====== Extracted material ======

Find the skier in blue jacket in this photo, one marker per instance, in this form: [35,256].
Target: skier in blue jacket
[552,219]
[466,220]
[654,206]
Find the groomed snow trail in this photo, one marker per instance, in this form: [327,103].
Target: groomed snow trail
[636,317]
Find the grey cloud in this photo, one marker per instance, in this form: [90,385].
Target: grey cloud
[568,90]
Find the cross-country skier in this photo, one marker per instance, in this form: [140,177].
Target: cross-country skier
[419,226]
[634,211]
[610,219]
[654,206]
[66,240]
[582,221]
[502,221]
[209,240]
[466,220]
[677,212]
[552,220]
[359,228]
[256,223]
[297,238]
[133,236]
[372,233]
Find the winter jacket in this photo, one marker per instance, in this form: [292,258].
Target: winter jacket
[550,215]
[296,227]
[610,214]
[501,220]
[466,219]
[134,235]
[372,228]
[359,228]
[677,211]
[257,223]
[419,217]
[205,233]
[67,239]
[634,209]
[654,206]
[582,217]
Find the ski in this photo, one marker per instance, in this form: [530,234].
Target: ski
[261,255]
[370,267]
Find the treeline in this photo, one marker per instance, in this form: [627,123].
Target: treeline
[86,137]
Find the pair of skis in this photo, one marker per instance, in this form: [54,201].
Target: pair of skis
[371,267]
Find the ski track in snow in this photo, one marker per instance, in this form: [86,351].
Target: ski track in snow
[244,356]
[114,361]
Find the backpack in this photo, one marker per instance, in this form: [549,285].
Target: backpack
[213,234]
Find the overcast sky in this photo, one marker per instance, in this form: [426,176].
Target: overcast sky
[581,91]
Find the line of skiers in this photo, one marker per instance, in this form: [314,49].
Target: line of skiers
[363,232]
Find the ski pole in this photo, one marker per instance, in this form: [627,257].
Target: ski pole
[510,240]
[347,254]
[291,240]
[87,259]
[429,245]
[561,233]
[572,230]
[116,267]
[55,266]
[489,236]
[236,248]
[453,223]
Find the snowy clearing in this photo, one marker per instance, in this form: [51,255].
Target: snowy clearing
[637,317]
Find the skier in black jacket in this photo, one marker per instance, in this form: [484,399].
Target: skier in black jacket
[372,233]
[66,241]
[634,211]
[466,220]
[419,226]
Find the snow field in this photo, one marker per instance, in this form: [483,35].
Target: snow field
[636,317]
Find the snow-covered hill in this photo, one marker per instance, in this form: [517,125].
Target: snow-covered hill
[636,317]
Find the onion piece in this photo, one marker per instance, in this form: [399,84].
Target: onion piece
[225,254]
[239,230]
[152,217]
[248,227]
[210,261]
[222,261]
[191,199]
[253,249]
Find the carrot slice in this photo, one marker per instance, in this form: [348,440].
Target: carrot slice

======
====== Extracted material ======

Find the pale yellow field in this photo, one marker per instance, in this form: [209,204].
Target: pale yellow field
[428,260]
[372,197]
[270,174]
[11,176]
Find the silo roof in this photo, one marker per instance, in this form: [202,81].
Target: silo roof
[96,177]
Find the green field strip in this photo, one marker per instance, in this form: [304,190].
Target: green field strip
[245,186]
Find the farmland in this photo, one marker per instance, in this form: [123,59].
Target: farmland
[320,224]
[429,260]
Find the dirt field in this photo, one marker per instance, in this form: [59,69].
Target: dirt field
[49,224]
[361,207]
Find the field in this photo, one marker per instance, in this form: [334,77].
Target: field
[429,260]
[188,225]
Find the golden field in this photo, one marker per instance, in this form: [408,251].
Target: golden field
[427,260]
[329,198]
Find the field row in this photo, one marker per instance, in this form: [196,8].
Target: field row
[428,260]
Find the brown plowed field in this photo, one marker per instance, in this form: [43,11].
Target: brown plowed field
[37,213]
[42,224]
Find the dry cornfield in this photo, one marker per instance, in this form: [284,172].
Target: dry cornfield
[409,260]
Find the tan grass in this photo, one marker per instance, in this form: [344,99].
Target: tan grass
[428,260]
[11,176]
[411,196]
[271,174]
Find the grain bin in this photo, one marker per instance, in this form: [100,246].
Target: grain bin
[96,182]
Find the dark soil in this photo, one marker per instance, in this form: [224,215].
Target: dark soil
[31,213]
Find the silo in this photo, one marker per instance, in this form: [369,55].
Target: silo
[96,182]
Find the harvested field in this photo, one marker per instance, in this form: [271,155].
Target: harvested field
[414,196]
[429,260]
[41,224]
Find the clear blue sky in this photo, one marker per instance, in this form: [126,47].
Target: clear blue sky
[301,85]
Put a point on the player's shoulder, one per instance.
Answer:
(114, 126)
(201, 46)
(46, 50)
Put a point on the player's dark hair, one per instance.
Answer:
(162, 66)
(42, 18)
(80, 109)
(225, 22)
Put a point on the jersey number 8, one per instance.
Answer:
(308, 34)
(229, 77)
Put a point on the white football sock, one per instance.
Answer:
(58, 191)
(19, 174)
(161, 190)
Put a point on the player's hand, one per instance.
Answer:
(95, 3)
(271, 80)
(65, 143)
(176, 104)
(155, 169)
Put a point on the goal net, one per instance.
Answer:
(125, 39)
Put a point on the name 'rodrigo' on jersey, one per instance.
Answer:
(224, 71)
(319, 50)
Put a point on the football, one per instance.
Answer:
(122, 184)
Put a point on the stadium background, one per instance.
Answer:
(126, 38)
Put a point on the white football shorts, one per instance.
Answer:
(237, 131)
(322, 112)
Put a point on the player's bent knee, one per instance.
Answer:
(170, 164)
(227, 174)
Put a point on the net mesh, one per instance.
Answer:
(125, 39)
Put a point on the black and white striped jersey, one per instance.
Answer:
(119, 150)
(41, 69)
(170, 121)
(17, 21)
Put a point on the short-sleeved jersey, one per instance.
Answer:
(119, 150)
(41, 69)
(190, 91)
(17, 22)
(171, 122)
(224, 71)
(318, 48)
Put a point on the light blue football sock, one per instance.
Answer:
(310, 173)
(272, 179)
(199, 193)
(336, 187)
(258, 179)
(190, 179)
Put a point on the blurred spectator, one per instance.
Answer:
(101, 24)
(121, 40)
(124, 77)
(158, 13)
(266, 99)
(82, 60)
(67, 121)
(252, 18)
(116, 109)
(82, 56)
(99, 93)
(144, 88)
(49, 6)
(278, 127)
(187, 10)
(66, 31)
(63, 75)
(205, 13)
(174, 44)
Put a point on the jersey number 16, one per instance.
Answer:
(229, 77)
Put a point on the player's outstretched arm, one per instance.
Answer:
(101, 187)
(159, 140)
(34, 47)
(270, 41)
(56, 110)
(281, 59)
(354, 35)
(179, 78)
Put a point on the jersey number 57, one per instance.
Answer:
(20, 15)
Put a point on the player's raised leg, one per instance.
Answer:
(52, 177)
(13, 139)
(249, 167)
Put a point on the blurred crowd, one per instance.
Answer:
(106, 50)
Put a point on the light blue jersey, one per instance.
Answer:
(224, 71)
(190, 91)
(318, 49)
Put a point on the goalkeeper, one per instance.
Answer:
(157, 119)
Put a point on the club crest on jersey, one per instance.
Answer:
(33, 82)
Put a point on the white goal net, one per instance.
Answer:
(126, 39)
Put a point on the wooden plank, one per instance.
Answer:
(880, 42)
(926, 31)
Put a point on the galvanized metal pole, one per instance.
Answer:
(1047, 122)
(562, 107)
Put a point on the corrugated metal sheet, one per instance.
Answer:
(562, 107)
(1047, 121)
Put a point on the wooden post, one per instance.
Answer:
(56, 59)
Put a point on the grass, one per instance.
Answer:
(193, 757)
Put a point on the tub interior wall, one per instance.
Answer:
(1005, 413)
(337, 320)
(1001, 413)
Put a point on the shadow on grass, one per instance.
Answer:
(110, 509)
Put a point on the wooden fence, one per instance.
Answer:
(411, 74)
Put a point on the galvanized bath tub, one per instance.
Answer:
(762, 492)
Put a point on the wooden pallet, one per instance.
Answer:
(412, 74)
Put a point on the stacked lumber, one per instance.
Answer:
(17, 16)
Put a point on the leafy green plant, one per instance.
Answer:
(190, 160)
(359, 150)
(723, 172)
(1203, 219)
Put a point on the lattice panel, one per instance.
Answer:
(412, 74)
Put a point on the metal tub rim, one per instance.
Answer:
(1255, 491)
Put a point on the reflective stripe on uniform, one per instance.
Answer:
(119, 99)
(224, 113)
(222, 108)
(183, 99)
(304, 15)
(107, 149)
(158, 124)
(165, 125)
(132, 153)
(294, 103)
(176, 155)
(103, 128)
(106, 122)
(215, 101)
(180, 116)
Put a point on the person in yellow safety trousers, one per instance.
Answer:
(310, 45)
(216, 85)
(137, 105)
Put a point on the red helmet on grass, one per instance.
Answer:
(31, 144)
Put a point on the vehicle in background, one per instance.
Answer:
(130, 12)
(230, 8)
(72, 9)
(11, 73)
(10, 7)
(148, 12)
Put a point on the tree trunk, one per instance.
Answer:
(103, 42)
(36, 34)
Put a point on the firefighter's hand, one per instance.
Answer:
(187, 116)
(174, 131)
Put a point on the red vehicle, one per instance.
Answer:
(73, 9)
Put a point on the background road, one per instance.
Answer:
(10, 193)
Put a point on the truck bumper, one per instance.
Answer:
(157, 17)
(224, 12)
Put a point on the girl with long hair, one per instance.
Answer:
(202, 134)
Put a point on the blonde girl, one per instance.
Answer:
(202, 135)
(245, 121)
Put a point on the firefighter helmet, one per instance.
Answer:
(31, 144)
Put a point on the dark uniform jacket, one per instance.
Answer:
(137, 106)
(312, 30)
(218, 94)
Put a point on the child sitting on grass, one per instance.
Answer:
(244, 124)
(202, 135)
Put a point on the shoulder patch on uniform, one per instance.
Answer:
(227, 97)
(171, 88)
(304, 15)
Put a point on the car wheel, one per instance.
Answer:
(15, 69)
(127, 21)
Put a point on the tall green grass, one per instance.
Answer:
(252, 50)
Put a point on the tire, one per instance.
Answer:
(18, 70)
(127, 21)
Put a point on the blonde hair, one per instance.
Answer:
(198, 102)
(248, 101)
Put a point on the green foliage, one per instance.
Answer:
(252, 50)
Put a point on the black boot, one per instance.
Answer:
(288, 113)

======

Count the lines in the records that include the word "vehicle". Report the total alone.

*Answer section:* 2